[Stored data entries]

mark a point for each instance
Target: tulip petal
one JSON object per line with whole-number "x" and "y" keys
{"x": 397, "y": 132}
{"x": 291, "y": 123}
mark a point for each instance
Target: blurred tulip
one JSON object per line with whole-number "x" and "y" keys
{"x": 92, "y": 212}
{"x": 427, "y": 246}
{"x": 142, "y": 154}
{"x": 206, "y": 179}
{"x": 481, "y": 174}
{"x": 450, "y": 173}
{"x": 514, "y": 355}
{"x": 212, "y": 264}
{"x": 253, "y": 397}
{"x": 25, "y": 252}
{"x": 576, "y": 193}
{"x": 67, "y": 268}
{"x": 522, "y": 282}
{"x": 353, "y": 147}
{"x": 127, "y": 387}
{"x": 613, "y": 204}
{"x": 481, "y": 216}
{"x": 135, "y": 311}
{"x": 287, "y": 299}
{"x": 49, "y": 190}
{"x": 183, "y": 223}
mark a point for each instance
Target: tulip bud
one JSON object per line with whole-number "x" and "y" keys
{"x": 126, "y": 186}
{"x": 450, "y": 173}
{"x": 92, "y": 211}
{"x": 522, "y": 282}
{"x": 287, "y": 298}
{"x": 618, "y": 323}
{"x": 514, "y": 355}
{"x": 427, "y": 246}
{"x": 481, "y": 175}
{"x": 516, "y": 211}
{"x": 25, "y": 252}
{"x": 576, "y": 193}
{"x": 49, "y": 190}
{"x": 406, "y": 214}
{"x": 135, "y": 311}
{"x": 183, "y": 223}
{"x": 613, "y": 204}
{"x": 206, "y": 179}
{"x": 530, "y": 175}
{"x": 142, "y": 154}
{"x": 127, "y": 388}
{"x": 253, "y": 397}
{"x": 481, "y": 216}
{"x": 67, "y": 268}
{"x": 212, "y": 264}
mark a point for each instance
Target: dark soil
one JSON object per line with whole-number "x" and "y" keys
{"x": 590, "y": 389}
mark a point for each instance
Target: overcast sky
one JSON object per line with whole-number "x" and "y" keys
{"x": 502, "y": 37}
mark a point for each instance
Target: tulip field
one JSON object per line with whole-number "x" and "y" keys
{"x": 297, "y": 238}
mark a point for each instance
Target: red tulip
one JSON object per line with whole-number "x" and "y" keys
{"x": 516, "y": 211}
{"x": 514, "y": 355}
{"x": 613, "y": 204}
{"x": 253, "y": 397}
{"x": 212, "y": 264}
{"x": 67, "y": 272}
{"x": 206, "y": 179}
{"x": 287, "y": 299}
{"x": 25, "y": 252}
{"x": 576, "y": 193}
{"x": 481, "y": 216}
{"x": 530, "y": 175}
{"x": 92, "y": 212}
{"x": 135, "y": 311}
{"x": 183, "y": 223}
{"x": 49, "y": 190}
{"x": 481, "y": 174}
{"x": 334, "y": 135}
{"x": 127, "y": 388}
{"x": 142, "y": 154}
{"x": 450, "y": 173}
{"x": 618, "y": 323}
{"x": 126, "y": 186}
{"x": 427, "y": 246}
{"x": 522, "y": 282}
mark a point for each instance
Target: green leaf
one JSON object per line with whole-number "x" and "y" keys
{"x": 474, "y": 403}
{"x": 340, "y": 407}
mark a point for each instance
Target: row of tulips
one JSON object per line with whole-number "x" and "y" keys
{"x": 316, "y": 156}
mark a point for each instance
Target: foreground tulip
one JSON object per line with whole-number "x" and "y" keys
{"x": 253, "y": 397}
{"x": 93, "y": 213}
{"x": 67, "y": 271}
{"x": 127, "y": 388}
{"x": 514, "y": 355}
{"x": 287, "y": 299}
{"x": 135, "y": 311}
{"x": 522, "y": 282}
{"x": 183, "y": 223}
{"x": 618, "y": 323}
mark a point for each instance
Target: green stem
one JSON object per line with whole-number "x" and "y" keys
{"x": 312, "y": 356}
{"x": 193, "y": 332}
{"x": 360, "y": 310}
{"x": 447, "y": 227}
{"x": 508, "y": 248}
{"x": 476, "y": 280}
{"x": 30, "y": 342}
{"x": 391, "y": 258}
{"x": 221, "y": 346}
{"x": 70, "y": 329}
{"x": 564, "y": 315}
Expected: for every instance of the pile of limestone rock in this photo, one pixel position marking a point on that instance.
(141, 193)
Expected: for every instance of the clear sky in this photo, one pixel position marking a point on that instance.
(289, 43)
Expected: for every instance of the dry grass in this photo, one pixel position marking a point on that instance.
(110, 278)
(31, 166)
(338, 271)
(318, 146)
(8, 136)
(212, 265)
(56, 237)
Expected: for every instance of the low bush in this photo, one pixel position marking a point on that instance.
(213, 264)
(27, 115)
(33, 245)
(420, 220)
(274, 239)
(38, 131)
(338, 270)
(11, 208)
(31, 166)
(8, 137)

* _What needs to be done_:
The answer must consist of every line from the entries above that contains "green".

* _Solution_:
Target: green leaf
Target: green stem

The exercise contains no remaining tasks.